---------- Data for this exercise ----------

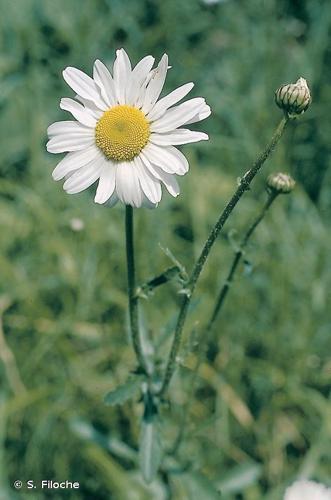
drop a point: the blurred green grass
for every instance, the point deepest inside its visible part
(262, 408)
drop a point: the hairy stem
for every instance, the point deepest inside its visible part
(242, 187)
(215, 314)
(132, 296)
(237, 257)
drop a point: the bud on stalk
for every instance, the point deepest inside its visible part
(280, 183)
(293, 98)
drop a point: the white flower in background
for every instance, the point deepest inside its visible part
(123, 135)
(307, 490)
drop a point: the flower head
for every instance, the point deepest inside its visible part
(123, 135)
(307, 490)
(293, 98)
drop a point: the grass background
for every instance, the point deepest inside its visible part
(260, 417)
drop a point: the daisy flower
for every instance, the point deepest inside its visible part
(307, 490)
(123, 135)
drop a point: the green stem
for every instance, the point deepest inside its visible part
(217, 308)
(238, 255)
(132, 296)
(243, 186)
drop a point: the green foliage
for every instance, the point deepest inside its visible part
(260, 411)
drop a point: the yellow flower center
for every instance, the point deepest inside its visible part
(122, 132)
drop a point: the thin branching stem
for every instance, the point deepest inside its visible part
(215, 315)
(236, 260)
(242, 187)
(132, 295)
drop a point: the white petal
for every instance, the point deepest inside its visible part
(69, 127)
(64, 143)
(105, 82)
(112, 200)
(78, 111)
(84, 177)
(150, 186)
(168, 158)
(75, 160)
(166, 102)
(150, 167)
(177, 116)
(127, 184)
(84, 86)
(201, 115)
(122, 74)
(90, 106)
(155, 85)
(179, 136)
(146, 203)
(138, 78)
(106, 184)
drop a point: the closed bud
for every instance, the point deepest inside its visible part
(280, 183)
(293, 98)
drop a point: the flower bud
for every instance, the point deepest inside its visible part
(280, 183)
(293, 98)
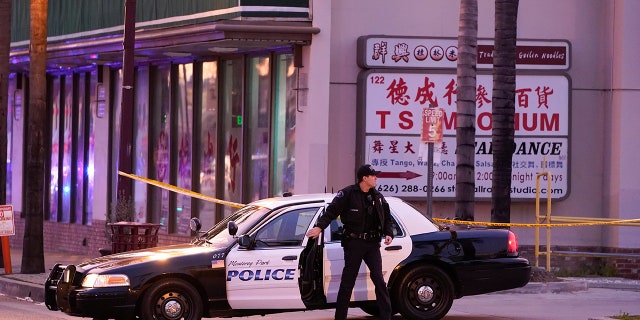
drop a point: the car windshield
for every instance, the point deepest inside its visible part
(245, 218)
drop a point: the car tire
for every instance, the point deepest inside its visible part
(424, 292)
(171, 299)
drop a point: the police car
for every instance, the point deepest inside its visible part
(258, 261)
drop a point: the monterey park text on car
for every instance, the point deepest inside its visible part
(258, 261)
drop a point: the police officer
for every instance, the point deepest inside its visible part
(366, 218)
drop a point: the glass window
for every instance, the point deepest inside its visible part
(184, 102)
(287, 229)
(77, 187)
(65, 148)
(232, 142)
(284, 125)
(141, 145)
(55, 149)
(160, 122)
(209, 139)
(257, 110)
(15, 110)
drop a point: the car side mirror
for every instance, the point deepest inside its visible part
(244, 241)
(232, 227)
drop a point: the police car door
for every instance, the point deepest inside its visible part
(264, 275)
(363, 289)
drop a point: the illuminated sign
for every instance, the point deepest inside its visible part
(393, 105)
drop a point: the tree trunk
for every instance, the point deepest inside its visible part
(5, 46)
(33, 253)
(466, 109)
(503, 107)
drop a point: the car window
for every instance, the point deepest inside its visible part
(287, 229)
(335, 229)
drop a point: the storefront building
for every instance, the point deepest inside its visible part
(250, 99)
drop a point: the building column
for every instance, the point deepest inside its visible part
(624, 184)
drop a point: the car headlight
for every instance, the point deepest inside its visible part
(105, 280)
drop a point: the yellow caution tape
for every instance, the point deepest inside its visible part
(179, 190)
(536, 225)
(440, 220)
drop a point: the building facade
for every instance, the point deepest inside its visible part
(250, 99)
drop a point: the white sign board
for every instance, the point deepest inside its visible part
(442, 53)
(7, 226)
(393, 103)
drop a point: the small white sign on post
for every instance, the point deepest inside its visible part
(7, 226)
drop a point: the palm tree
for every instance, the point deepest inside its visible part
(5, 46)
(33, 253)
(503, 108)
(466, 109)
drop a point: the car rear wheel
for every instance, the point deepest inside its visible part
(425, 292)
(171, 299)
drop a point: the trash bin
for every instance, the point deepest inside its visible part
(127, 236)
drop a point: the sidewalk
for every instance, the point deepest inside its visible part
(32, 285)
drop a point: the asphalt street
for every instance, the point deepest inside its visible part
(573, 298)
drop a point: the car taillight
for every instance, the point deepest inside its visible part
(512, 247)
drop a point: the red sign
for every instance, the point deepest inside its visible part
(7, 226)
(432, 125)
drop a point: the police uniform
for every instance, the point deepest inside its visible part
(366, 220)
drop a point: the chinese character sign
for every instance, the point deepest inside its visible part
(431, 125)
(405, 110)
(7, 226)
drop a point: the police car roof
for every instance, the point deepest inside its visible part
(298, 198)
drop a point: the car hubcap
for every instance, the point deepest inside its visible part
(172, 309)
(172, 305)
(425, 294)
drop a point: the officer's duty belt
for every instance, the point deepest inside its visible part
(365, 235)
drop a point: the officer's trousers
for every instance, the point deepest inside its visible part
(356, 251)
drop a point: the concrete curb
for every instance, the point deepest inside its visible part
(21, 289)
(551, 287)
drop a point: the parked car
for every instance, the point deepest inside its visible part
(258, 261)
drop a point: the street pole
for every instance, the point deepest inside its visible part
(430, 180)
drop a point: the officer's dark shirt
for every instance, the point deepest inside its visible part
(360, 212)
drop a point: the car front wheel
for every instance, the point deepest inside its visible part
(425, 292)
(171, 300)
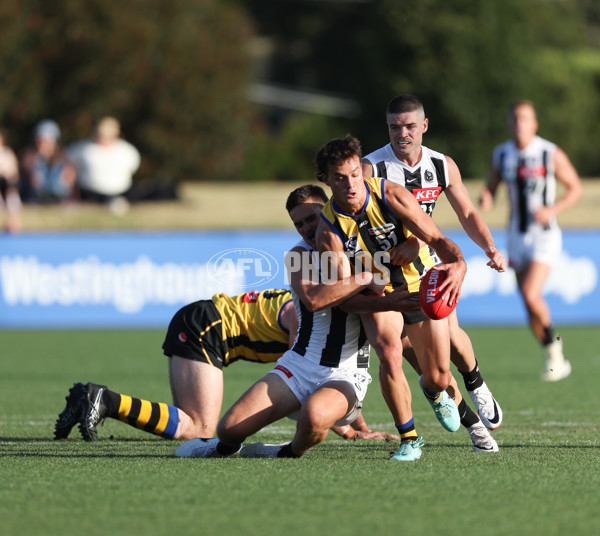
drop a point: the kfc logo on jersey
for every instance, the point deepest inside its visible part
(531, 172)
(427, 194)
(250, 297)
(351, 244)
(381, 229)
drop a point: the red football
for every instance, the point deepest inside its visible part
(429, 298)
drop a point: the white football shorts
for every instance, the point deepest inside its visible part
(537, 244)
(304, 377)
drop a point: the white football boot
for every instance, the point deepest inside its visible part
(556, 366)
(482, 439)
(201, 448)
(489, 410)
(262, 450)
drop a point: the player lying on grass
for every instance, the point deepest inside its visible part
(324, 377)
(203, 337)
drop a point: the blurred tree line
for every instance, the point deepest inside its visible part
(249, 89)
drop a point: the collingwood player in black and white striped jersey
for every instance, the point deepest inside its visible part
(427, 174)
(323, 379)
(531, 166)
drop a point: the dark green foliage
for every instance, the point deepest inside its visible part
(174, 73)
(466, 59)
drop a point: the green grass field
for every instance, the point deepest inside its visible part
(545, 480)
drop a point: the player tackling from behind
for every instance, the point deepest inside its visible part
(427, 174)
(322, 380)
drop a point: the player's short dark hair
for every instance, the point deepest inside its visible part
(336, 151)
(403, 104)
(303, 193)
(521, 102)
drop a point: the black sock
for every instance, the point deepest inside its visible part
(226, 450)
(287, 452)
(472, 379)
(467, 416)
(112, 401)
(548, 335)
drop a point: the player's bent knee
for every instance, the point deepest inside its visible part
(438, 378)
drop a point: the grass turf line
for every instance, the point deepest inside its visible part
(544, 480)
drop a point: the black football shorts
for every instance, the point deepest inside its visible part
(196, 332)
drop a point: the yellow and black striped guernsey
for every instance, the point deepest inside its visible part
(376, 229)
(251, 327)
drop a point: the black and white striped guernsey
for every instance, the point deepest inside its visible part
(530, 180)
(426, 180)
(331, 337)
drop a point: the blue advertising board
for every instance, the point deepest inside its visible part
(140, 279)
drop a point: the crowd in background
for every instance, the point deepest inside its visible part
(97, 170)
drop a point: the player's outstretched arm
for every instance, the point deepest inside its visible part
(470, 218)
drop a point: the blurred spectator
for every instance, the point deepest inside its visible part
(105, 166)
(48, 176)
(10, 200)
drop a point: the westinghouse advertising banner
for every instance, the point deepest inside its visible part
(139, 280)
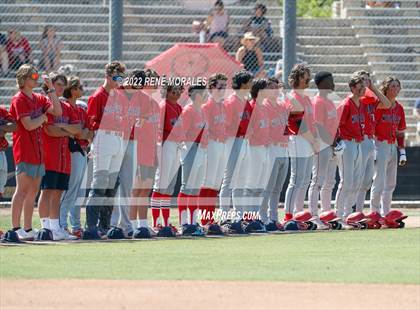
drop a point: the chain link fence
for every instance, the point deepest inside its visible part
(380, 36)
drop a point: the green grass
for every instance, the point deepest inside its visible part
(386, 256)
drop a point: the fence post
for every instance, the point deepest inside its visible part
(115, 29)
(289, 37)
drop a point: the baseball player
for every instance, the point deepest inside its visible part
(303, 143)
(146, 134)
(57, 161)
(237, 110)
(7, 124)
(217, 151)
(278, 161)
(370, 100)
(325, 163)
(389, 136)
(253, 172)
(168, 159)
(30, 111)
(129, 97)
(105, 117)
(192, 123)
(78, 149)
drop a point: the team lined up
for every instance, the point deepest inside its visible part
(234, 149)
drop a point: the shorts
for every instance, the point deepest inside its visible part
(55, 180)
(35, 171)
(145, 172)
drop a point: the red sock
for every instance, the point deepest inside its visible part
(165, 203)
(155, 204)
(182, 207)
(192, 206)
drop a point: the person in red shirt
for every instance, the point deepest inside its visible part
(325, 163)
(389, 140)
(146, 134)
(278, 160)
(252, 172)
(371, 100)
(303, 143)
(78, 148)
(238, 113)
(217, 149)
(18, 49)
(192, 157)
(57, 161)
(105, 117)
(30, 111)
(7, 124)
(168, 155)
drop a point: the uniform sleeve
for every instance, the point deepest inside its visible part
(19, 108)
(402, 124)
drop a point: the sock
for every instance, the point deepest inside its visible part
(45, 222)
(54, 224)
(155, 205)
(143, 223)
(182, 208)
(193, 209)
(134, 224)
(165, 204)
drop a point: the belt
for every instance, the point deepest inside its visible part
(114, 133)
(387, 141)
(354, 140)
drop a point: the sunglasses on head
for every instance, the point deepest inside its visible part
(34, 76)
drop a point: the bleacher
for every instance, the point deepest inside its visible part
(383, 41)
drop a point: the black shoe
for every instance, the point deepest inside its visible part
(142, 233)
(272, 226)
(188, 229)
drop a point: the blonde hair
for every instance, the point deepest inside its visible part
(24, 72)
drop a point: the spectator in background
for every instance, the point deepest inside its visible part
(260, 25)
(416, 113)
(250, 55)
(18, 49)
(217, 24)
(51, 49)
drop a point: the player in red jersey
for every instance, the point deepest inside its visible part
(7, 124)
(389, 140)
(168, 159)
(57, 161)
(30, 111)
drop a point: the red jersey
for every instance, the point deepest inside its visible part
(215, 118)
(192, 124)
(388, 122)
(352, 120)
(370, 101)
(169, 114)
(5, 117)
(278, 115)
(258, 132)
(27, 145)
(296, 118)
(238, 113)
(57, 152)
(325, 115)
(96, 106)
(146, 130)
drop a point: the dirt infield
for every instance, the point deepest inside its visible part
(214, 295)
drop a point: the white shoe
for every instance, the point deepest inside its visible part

----------

Problem requirements -> Output only the lines from the one holding "drop a point: the red sock" through the last line above, exactly as they appear.

Complete response ->
drop a point: the red sock
for every instance, the point deepest inside its visible part
(165, 203)
(155, 204)
(182, 207)
(192, 206)
drop a point: the person in red shirt
for every instance, the point deepest inside its visible part
(325, 163)
(389, 140)
(146, 134)
(278, 160)
(252, 172)
(371, 100)
(303, 143)
(78, 148)
(238, 113)
(217, 149)
(18, 49)
(192, 157)
(57, 161)
(105, 117)
(30, 111)
(7, 124)
(168, 155)
drop a point: the uniform sleeve
for every instance, the point deepest inside its visible part
(19, 108)
(402, 124)
drop a point: the sock
for every instance, the point deepest inside its visible part
(45, 222)
(54, 224)
(155, 205)
(143, 223)
(182, 208)
(193, 209)
(134, 224)
(165, 204)
drop a point: the belt
for every instance, the point deepest inside its visible part
(114, 133)
(387, 141)
(354, 140)
drop a point: the sunglasses on head
for every instance, the point deepest inside its visible part
(34, 76)
drop a point: the bleacher
for every instance, the point deepest inside its visible part
(383, 41)
drop a point: the black shoe
for every instance, the point deepest inside its visible part
(142, 233)
(272, 226)
(188, 229)
drop a point: the blonde hair
for every instance, the point deepest inside its visible part
(24, 72)
drop a point: the spectator in background
for every instance, the point deepest inside its visible part
(260, 25)
(416, 113)
(250, 55)
(18, 49)
(217, 24)
(51, 49)
drop a point: the player in red jersey
for every instance, the point deepest inside its visible part
(7, 124)
(389, 140)
(168, 159)
(57, 161)
(30, 111)
drop a point: the red jersey
for every instance, the point deepest inside its visible part
(215, 118)
(192, 124)
(388, 122)
(352, 120)
(370, 101)
(169, 114)
(5, 117)
(278, 115)
(258, 132)
(27, 145)
(296, 118)
(238, 113)
(57, 152)
(325, 115)
(96, 106)
(146, 130)
drop a point: the dirt infield
for every instance, the point deepest inside its visible part
(214, 295)
drop a point: the white shoe
for every instance, the point deepest inside its visible part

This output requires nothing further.